Selected extract ::
== Segment start ==

# Replication Plan: *Classifying Motorcyclist Behaviour with XGBoost Based on IMU Data* (Navratil & Giannopoulos)

**Objective:** Reproduce the paper’s results by building a feature-based XGBoost classifier on IMU data to recognize rider behaviours.


## 1) Data Overview
- **Source:** TU Wien motorcycle IMU dataset (accelerometer + gyroscope).
- **Sampling:** ~50 Hz (per authors).
- **Typical columns:** `timestamp`, `ax, ay, az` (m/s²), `gx, gy, gz` (rad/s), `label`.
- **Classes (examples):** normal ride, acceleration, braking, cornering L/R, standing.


In [None]:
import pandas as pd
import os
from pathlib import Path

base_path = Path(r"C:\Users\Studium\Documents\uni\ma_projekt_arbeit\code_msc_projektarbeit\data\TrainingData")

== Segment end ==

Source data ::
== Segment start ==

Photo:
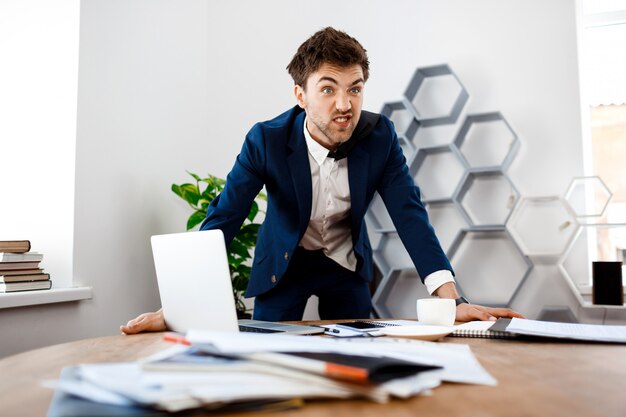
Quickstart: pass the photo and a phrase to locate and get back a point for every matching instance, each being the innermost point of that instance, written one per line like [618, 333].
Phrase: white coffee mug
[436, 311]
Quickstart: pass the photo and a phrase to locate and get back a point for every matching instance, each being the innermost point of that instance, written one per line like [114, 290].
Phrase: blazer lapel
[358, 162]
[298, 163]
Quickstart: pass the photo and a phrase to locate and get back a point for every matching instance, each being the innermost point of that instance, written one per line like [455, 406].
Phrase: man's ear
[300, 94]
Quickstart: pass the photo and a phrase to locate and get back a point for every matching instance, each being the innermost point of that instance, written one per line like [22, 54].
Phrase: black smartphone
[363, 326]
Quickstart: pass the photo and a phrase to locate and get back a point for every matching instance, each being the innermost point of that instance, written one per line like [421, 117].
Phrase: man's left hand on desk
[469, 312]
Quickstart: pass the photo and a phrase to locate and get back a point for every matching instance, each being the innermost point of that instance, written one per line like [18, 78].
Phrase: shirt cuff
[437, 279]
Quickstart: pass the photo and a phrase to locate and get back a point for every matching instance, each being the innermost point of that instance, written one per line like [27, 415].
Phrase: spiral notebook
[484, 329]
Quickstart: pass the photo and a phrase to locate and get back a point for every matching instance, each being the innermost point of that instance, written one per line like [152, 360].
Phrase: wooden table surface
[534, 379]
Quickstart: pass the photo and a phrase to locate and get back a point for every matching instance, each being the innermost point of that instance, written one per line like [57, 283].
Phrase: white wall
[169, 86]
[38, 73]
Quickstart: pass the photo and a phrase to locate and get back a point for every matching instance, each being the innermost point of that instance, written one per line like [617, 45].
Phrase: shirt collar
[317, 151]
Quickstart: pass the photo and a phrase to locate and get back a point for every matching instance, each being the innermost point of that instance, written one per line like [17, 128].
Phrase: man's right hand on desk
[146, 322]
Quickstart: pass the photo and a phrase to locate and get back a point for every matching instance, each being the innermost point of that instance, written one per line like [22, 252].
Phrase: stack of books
[20, 269]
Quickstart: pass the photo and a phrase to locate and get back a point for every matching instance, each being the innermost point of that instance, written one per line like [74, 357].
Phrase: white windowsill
[54, 295]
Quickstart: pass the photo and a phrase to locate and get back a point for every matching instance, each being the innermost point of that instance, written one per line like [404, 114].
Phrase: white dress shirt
[329, 228]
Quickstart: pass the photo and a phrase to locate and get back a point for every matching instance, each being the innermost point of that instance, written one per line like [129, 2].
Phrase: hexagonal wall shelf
[405, 123]
[380, 216]
[569, 266]
[447, 220]
[543, 226]
[487, 198]
[437, 171]
[397, 293]
[393, 252]
[487, 141]
[489, 266]
[588, 196]
[436, 95]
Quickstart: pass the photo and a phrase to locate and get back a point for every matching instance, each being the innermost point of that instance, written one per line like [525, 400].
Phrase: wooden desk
[535, 379]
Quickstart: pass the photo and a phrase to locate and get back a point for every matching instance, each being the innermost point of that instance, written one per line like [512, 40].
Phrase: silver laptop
[196, 289]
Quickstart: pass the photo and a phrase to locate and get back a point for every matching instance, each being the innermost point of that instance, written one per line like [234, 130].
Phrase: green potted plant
[199, 195]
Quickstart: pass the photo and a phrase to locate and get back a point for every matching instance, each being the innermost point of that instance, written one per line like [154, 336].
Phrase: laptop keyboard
[249, 329]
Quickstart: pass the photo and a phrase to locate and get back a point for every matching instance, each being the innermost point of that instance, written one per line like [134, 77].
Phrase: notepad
[484, 329]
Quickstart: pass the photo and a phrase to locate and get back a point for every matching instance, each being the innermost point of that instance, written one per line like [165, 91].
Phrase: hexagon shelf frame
[444, 172]
[448, 220]
[575, 249]
[480, 259]
[487, 141]
[405, 123]
[588, 196]
[487, 198]
[543, 227]
[397, 292]
[436, 95]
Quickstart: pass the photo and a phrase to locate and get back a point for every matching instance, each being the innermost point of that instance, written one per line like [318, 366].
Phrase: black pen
[330, 329]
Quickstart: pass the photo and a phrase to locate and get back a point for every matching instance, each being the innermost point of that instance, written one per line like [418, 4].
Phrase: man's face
[332, 100]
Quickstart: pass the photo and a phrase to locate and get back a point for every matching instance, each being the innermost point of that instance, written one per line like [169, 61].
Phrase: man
[321, 163]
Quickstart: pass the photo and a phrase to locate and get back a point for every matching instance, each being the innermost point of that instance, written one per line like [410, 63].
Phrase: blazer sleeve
[230, 208]
[402, 200]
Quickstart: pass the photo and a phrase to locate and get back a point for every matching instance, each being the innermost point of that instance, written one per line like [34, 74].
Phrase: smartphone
[362, 326]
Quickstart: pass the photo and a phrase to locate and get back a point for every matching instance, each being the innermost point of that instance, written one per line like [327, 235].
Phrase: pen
[330, 329]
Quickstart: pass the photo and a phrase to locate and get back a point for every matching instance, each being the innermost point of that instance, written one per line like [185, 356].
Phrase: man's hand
[469, 312]
[146, 322]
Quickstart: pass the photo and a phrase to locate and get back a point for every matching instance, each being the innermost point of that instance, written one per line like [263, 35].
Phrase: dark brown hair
[328, 46]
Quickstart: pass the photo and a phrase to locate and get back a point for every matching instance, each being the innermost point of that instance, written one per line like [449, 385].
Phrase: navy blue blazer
[275, 154]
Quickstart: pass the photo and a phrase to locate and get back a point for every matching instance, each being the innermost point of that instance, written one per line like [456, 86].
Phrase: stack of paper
[226, 368]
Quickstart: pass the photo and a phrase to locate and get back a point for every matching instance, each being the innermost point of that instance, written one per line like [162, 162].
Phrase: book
[23, 277]
[25, 286]
[484, 329]
[31, 271]
[5, 266]
[14, 246]
[21, 257]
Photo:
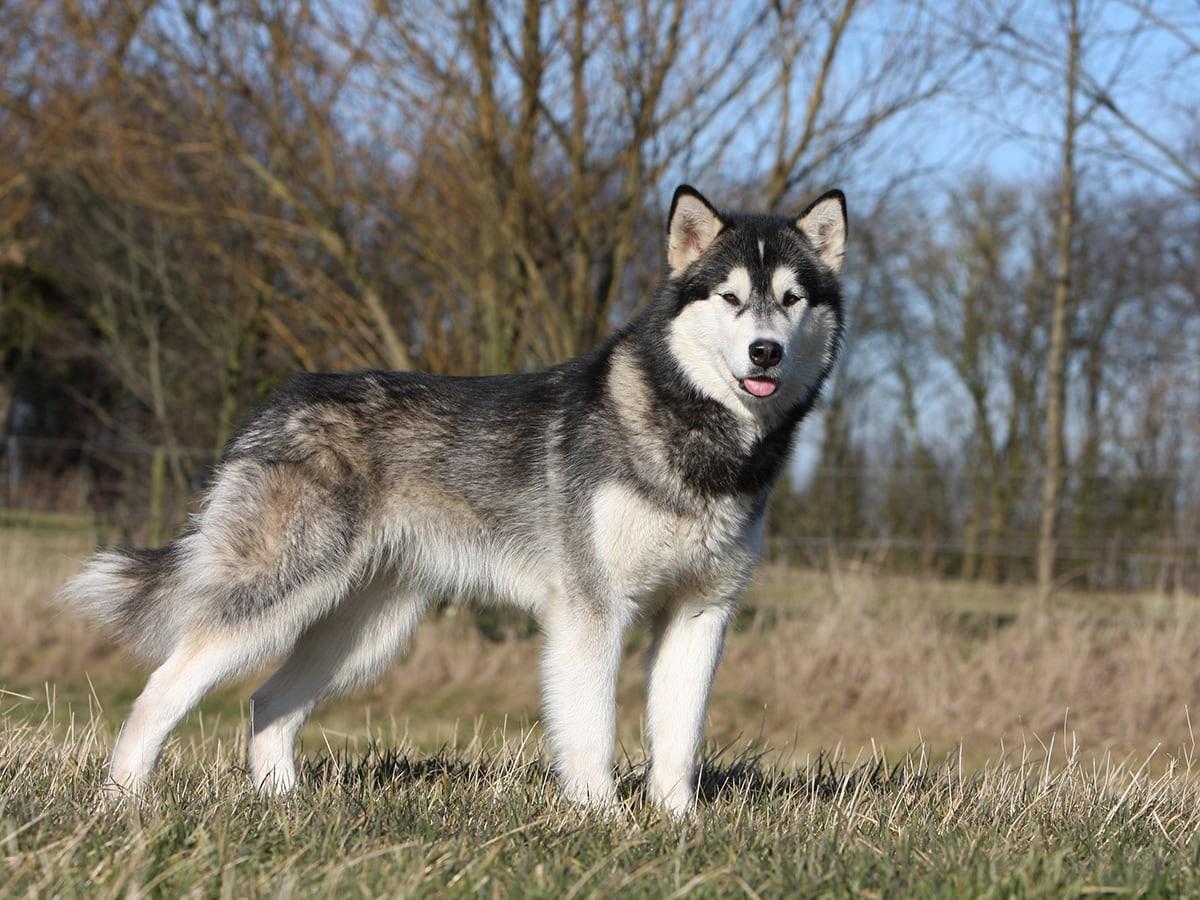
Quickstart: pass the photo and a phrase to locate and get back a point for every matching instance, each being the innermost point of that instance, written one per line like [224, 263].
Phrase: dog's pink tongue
[760, 387]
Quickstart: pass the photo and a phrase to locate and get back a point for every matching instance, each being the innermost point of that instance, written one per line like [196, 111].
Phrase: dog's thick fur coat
[627, 484]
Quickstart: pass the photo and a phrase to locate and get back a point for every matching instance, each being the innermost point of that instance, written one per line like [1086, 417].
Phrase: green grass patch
[485, 819]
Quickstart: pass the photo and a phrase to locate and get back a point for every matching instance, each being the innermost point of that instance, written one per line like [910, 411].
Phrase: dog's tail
[136, 594]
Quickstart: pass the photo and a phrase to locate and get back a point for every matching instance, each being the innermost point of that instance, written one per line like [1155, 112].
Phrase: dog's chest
[643, 546]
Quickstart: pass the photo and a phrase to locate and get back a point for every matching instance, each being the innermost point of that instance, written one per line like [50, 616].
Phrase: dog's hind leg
[582, 655]
[346, 649]
[198, 664]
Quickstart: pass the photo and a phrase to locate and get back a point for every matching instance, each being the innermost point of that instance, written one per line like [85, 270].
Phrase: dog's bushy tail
[135, 593]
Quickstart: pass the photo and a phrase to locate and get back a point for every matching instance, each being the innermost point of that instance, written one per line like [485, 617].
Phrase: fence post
[13, 473]
[157, 486]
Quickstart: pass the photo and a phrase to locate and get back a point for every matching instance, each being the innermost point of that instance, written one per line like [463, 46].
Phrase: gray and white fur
[628, 484]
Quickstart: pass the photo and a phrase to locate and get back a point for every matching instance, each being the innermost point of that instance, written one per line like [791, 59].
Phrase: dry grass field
[868, 735]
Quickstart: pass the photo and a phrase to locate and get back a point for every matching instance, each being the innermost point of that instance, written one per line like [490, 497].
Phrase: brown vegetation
[816, 661]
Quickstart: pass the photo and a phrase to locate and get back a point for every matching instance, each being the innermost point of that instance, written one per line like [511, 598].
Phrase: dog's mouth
[760, 385]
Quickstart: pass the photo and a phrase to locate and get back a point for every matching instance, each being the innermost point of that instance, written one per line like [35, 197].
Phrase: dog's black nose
[766, 353]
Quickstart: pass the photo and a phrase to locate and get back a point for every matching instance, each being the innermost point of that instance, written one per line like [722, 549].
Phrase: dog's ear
[825, 225]
[691, 226]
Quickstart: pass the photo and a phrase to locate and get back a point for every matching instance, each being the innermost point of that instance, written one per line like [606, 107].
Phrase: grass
[484, 820]
[1054, 757]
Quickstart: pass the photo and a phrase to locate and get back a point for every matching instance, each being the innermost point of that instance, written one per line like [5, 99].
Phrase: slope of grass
[485, 820]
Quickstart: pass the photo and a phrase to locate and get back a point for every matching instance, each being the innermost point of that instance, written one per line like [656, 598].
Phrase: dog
[623, 485]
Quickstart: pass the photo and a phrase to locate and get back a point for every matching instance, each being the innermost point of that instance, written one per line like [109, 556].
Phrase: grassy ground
[1055, 757]
[484, 819]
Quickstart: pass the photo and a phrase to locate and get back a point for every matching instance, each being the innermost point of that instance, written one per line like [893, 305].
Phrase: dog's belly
[643, 547]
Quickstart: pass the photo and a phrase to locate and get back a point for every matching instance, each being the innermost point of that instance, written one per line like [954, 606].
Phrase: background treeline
[199, 197]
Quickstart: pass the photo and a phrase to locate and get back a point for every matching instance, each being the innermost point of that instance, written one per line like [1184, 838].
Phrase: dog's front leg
[582, 654]
[682, 661]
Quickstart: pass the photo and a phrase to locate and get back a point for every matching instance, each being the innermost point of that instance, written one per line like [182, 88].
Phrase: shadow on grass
[721, 777]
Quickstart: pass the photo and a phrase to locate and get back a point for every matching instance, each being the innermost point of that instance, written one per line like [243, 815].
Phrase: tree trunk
[1055, 363]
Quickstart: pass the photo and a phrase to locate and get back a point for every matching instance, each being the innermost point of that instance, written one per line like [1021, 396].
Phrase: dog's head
[757, 305]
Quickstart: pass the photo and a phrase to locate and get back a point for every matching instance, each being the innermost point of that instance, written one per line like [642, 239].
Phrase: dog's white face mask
[757, 331]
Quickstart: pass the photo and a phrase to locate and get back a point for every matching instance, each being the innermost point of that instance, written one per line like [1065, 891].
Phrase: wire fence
[135, 491]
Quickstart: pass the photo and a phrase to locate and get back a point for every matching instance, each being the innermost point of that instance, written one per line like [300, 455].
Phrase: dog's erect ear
[691, 227]
[825, 225]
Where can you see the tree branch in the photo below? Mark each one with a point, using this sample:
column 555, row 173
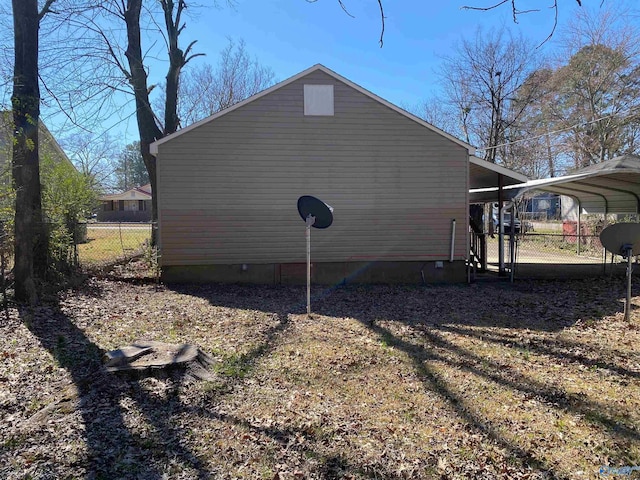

== Segment end ==

Exercise set ::
a - Answer these from the replication plan:
(i) What sampling rate does it give for the data?
(ii) In what unit are the gyroscope columns recorded?
(iii) What kind of classifier does the objective call for building?
b - Write out the part of the replication plan starting with "## 1) Data Overview" and going on through "cornering L/R, standing.", word for word.
Use only the replication plan, not the entries, to answer.

Responses in order ::
a -
(i) About 50 Hz, per the authors.
(ii) rad/s.
(iii) A feature-based XGBoost classifier.

b -
## 1) Data Overview
- **Source:** TU Wien motorcycle IMU dataset (accelerometer + gyroscope).
- **Sampling:** ~50 Hz (per authors).
- **Typical columns:** `timestamp`, `ax, ay, az` (m/s²), `gx, gy, gz` (rad/s), `label`.
- **Classes (examples):** normal ride, acceleration, braking, cornering L/R, standing.